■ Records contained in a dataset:

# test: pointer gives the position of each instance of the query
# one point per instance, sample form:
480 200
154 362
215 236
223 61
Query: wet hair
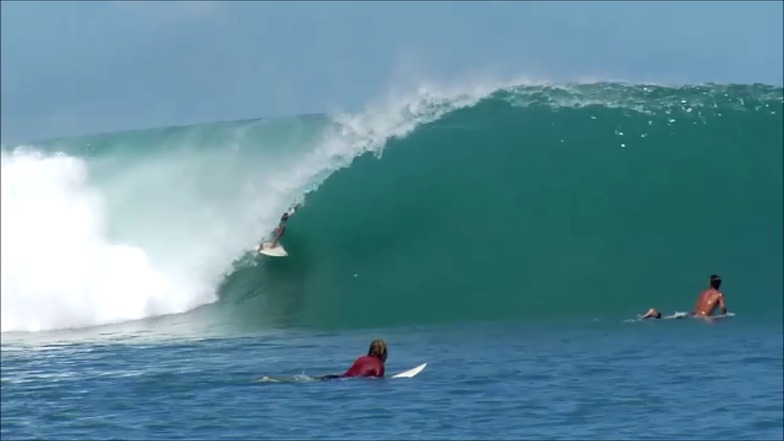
378 349
715 281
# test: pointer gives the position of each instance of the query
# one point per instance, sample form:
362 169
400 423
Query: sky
71 68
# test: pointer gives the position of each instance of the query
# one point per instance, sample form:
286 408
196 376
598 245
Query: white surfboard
411 373
277 251
685 315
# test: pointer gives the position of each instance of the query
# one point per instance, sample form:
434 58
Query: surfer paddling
370 365
706 304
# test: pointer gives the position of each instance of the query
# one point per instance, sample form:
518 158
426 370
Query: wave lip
118 227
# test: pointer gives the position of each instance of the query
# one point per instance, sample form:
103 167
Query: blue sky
84 67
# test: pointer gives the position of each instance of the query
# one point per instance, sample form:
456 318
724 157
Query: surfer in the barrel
370 365
280 230
707 302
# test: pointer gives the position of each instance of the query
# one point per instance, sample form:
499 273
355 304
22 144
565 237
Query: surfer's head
715 281
378 349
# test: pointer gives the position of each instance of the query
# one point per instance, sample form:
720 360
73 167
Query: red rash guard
366 366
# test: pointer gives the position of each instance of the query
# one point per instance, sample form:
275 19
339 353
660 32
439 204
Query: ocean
507 235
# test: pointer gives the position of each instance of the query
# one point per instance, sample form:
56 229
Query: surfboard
411 373
277 251
685 315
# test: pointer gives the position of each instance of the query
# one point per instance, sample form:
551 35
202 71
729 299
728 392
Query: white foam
59 270
155 236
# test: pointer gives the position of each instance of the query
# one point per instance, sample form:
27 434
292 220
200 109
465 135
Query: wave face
487 203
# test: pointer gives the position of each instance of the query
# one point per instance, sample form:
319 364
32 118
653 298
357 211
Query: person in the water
710 299
370 365
278 231
652 313
706 304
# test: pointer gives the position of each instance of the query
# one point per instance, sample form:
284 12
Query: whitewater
93 235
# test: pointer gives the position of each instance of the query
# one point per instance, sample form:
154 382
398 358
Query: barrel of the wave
274 248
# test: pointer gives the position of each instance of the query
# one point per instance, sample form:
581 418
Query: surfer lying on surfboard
370 365
707 302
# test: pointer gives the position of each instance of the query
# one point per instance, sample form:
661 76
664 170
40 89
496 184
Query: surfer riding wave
280 229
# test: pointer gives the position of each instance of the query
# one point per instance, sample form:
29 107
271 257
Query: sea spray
125 226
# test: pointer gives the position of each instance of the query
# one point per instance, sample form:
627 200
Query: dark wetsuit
364 366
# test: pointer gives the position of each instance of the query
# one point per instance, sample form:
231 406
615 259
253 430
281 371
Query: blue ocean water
576 380
504 235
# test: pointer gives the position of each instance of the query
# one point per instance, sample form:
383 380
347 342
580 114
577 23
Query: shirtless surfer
281 228
370 365
710 299
707 302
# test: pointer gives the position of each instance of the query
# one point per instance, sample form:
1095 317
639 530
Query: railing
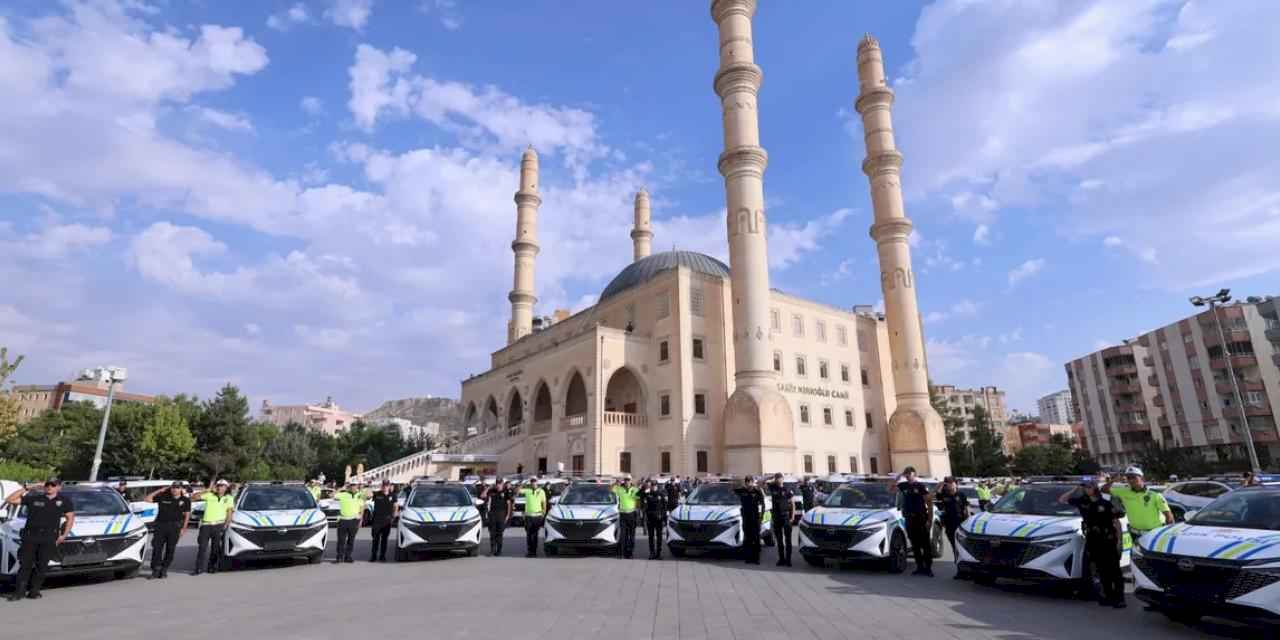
620 419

■ Instructions to follow:
Please transcribe every entry above exactly, leaving out any pictures.

■ Expected output:
# test: pointer gives the position of each instance of the query
# one point per instance, sample form:
480 200
154 362
215 236
223 61
Query: wet hair
378 349
715 281
# test: pointer gives the position of each instance of the query
# one point per instance, sample form:
362 169
400 423
Query: sky
71 68
# test: pointer gives the position of each instance of the query
# one point per instance, sample form:
286 408
196 376
598 245
Query: white surfboard
411 373
277 251
685 315
# test: pointer gives the position of each instance of the query
# one point per instance, sample form:
434 58
Query: surfer paddling
370 365
706 304
# test: pointer gives the position of each instance of the query
# one point per instance, sample form:
518 158
426 370
Query: wave lip
118 227
# test: pointer gives the position of each instance of the query
# one point per instance, sample form:
103 167
Query: blue sky
84 67
# test: pointer gives the position of each instance of the query
# one point per instance, sample form:
456 318
724 157
Query: surfer in the barrel
370 365
280 230
707 302
# test: pointer gives the position of each instance of the query
# one point per instance, sample form:
499 273
355 304
22 144
565 237
Query: surfer's head
715 281
378 349
# test: pointer gives the position of each instance of the query
# one point per instance, sample form:
720 360
73 167
Query: red rash guard
366 366
# test: pointer gives the position of each instance of the query
# one point per instance, sample form:
275 19
339 353
660 32
439 204
Query: ocean
507 235
# test: pointer gives the position of each instance of the query
# one point per instance, sample form:
56 229
Query: surfboard
411 373
277 251
685 315
# test: pointer gives the position of each instance of the query
# one point per instance, sample form:
551 35
202 71
729 299
728 392
Query: white foam
59 270
155 236
# test: pointer gives the position of each instance of the query
# one point per instance, sample form:
27 434
292 220
200 109
465 135
Query: wave face
487 203
# test: pointer gives the position of each instance of the query
# one point per instance, sample form:
319 364
32 118
653 298
357 211
Query: person in the water
710 299
370 365
278 231
652 313
706 304
# test: pointer gives the position of each instance of the query
# one point per instance, sample form:
284 12
Query: whitewater
93 235
# test: pointer gives the position of each instance of the query
# one point per instance, sample form:
154 382
398 358
Query: barrel of the wave
274 248
# test: pointer gives the position of each instance of the query
# one point per instance, sample form:
581 418
Query: surfer lying on surfboard
370 365
707 302
# test: pointer gives the position of each instance of the query
# one point per instance, sample form:
661 76
664 170
40 89
496 184
Query: surfer riding wave
280 229
# test: pointer gives the position of each instance of the query
# one point per instance, sample form:
29 107
271 257
Query: sea spray
125 226
# test: pointer gives the position of each instance of the query
# one point per instance, sample form:
627 200
Query: dark wetsuit
364 366
# test: pointer gives the position of each instance of the query
# one point per instance, sample form:
231 406
615 259
253 430
281 371
Query: blue ocean water
576 380
504 235
# test: pointer gives the position of each instance of the query
# one point per instance, sample form:
383 380
347 342
580 114
577 23
Query: shirtless surfer
281 228
370 365
710 299
707 302
# test: pointer gives the position of each instance of the query
# one point per instance, sample form:
1095 317
639 530
Query: railing
620 419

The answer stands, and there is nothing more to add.